Reproduce each of the lines below verbatim, preserving their order and characters without alteration.

_____

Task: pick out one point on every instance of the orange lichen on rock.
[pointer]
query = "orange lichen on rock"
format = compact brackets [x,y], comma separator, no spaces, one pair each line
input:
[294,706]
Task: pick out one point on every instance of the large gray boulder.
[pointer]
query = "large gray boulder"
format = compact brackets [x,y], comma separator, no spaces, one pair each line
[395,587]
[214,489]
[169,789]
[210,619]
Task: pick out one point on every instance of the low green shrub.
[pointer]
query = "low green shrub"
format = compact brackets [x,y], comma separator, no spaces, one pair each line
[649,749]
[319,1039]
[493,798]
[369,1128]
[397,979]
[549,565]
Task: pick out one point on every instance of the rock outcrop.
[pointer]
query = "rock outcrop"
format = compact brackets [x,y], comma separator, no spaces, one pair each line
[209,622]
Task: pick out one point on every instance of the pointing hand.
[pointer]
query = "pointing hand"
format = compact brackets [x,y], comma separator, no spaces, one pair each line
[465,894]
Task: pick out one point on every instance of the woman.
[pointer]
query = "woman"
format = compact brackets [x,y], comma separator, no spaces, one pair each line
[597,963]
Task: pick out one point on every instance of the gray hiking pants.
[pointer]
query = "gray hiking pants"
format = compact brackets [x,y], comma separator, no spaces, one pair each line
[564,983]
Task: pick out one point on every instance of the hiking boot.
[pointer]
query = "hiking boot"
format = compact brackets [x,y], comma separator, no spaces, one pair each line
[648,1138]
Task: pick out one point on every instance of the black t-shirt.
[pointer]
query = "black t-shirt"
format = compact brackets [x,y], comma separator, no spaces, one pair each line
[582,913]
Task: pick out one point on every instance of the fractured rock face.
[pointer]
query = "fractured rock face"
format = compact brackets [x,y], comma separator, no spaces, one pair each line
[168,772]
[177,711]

_____

Response to this exercise
Task: pick out one point on every instance of the orange lichen on rock.
[pointer]
query = "orange lichen on rock"
format = compact brackets [x,y], comma separator, no spaces, one pair each line
input:
[294,706]
Task: pick out one point on every instance of the large gray boulder.
[pointer]
query = "large gray boulder"
format = compact brackets [x,y], comma separator, no spaces, one pair each line
[395,587]
[214,489]
[169,789]
[210,619]
Task: pick out one point on every instance of the low green shrub.
[pointer]
query = "low green shrub"
format = compact brackets [x,y], comma separator, no spaces, one pair each line
[649,749]
[319,1039]
[493,798]
[369,1128]
[397,979]
[549,565]
Task: pick out one point on every instance of the rock outcrop.
[pointer]
query = "rock outcrop"
format = compact brackets [x,y], comma separator, no spaces, one pair each line
[209,622]
Task: pick out one point on every instance of the pointing hand.
[pointer]
query = "pointing hand"
format = compact brackets [x,y], comma separator, no spaces, one pair each line
[465,894]
Task: pick out one point on every instance of the woman.
[pointer]
query = "woman"
format = compact brackets [x,y], comma separator, no spaces, one pair each line
[597,963]
Task: pick out one point on every instance of the gray hiking pants.
[pointer]
query = "gray hiking pants"
format = compact brackets [x,y], comma separator, no spaces, one pair each line
[564,983]
Task: pick out one point on every instance of the hiking boot.
[pointer]
query = "hiking boot"
format = compact brackets [x,y], comma separator, no spaces, one pair each line
[648,1138]
Task: pick out one point on every instance of the black t-shirt.
[pointer]
query = "black t-shirt"
format = compact brackets [x,y], comma separator, no spaces, one pair each line
[582,913]
Task: pick out one point on every instance of the fractured rock face.
[pointer]
query = "fractured rock face"
format = compact brackets [x,y], comma separator, no spaces, one pair each line
[168,772]
[177,711]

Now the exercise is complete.